▶ _AIM OF THE TASK_:
All of the listing should be output exactly, apart from the pictures.

▶ _MATERIAL TO PROCESS_:
_ _ _

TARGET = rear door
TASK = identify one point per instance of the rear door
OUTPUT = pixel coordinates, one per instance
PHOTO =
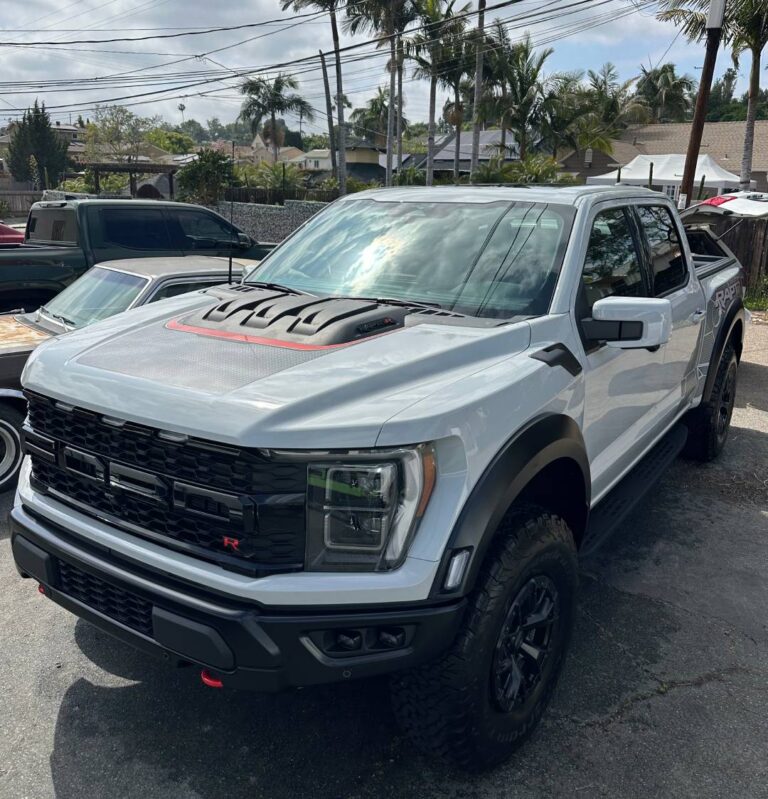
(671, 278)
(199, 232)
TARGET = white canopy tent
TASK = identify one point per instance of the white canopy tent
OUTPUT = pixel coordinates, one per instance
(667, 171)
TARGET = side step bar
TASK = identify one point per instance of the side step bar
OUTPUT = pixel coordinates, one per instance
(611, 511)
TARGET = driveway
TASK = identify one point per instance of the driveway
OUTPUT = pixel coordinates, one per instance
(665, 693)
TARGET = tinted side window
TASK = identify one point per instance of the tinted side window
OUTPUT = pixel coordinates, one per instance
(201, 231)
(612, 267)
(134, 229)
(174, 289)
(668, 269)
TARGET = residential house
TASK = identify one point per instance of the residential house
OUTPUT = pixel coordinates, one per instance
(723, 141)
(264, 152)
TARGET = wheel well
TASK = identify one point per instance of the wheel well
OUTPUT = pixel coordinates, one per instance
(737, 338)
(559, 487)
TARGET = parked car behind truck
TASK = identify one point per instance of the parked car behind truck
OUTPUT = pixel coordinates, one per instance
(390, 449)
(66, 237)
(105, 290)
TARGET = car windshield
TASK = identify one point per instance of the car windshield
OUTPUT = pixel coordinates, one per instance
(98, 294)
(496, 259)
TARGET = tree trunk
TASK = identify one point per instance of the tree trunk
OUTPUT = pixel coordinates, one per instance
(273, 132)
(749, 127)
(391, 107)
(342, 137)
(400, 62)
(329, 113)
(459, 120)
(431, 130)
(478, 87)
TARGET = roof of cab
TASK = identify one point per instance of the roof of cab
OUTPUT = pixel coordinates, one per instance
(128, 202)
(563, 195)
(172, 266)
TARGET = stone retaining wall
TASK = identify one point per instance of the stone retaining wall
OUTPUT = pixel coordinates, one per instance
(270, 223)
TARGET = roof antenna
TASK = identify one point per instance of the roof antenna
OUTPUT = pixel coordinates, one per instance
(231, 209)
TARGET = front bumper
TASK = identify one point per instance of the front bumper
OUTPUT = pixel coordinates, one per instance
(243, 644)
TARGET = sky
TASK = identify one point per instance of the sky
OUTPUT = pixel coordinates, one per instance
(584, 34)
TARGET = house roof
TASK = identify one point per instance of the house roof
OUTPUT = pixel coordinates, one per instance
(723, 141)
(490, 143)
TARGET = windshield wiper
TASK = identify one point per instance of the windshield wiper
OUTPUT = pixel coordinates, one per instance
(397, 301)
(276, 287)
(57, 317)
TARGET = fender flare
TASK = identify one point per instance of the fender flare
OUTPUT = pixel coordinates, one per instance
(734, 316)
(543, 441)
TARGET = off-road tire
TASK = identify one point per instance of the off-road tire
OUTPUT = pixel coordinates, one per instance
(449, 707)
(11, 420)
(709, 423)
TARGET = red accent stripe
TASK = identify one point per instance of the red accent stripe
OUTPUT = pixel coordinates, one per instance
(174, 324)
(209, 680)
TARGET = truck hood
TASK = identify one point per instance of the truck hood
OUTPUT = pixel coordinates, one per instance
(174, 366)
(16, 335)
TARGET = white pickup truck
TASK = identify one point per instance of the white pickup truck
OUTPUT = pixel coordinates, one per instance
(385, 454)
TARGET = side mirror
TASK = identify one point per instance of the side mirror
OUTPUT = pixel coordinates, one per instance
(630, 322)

_ _ _

▶ _ANSWER BOX_:
TARGET = rear door
TASK = identify one point per instance of the rear door
OUTPUT = pixel coordinates, one per instance
PHOTO =
(671, 278)
(199, 232)
TARGET = white canopy tent
TASK = identify one point per instance of the white canopy tent
OUTPUT = pixel coordinates, one per instance
(667, 171)
TARGET = side step bar
TASK = identify one point per instance of the side step bar
OUTPUT = pixel coordinates, one per instance
(611, 511)
TARGET = driveway
TASK = identify one point per instance of the driveway
OUTPUT = pixel coordinates, one per instance
(665, 693)
TARGET = tinted side window
TASK = identify one point per instance of the tinted side window
OUTPUT = pixel coordinates, one per instance
(201, 231)
(612, 267)
(134, 229)
(174, 289)
(668, 269)
TARGET = residential house
TASK = identify one point per instance of the residential house
OUTPUT = pixel coordinates, one per instance
(723, 141)
(264, 152)
TARGET = wheel well
TASK = identify one point per instance of the wheel well
OUTPUT = pixel coordinates, one per instance
(737, 338)
(559, 487)
TARGET = parked car behind truck
TASK = identify one point per instance of the parked car behind truck
OUTPUT = pixel coordinates, one per instance
(390, 449)
(66, 237)
(105, 290)
TARGET = car windshield
TASK = identify one point per instance of the car windshield
OUTPUT = pixel coordinates, one per instance
(98, 294)
(496, 259)
TARGET = tree trunk
TASK = identify one point per instance of the tree trunk
OUTPUT = pixel coordinates, one per instance
(273, 132)
(749, 127)
(391, 107)
(342, 137)
(400, 62)
(329, 113)
(459, 120)
(431, 130)
(478, 87)
TARGET = roof of cab
TASK = identify one point per instance of the roof of cab
OUTPUT = pixel coordinates, one per instance
(128, 202)
(563, 195)
(172, 266)
TARGET = stone retaining wall
TASK = identify one point per instance of the stone retaining wall
OUTPUT = pixel coordinates, one per instance
(270, 223)
TARGET = roof antenna
TASK = identify one point per instance of the roof antenna
OUTPUT = pixel coordinates, one per instance
(231, 209)
TARGET = front bumper
TASK = identify one point per instance of the front bumper
OUTPUT = pixel coordinates, one per instance
(243, 644)
TARGET = sky
TASK = identify one point per instance of the sky
OUTPUT = pixel coordinates, one per instance
(584, 34)
TARGET = house roof
TASK = identify one point per instance of the house roof
OUTPUT = pixel coordinates, one per instance
(723, 141)
(490, 143)
TARGET = windshield wiper
TASK = identify one point per instance of the windshield wiper
OUTPUT = pixel coordinates, one per instance
(397, 301)
(276, 287)
(57, 317)
TARGET = fender flare
TASK = identify one point per instance of the fender flare
OUTPUT = pixel coordinates, one per instance
(734, 316)
(543, 441)
TARGET = off-road tire
TASK = identify one point per instance of the off-road tire
OUTPUT = pixel coordinates, one per instance
(449, 707)
(11, 420)
(709, 423)
TARGET = red accent stripe
TASK = identify one point per instance of the red accent stripe
OUTPUT = pixel coordinates, one per instance
(174, 324)
(209, 680)
TARGET = truck hood
TASK = identify one point per instance of the truck hood
OUTPUT = pixel coordinates, one per instance
(174, 366)
(16, 335)
TARGET = white pickup truck
TASK = identify one point per instance of the white pickup truck
OUTPUT = pixel coordinates, one per instance
(385, 454)
TARGET = side mirror
TASK = identify one point per instance of the side mirror
OUTPUT = pixel coordinates, one per instance
(630, 322)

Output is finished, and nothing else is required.